### WHAT THIS TASK INVOLVES
Filter these entries down to the lines that hold the word "water", and show each of them.

### THE INPUT
********************

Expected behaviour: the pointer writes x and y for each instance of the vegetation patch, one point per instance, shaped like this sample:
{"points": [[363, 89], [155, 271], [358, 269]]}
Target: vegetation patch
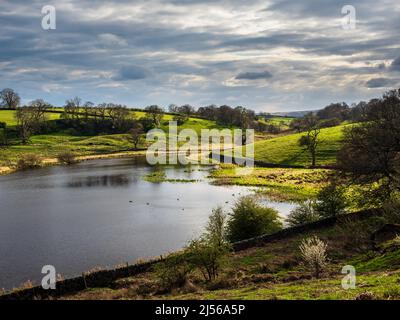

********************

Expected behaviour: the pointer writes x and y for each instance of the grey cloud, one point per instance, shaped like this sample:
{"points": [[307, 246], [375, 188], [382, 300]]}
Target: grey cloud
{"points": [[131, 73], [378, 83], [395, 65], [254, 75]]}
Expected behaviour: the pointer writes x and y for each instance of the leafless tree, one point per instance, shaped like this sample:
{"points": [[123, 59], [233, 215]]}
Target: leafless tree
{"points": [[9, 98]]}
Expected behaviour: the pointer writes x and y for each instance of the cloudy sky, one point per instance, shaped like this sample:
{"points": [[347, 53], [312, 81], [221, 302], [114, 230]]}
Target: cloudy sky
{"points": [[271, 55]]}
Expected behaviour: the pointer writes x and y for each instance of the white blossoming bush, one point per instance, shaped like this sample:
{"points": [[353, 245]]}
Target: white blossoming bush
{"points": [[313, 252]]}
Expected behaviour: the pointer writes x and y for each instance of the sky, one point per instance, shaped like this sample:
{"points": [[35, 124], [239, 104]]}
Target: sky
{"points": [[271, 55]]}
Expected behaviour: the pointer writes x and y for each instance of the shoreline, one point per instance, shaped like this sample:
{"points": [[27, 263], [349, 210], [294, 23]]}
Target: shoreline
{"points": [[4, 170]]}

********************

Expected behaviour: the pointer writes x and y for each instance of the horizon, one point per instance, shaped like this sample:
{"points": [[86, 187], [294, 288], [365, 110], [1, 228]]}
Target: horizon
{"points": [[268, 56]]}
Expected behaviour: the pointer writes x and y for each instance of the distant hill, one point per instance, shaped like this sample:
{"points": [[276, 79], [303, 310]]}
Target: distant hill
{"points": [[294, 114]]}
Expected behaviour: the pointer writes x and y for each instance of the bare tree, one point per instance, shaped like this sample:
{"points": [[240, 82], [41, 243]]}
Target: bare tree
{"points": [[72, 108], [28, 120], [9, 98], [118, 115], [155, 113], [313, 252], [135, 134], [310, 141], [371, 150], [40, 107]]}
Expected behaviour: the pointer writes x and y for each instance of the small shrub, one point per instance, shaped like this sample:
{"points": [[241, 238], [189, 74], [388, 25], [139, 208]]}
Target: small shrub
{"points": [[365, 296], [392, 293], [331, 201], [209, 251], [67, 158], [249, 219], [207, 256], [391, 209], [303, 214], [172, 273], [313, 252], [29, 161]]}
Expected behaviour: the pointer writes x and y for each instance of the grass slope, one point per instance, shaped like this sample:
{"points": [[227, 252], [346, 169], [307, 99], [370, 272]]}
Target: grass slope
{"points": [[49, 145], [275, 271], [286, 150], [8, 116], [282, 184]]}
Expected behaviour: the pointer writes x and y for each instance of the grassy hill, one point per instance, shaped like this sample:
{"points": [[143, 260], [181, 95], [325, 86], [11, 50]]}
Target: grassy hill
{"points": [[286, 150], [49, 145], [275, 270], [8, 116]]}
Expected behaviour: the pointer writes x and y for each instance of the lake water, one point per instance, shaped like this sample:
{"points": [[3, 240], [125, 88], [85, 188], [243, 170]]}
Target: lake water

********************

### RESPONSE
Expected behaviour: the pointer writes x and y for each instance of the lake water, one point per instance, shaped like this sample:
Target: lake water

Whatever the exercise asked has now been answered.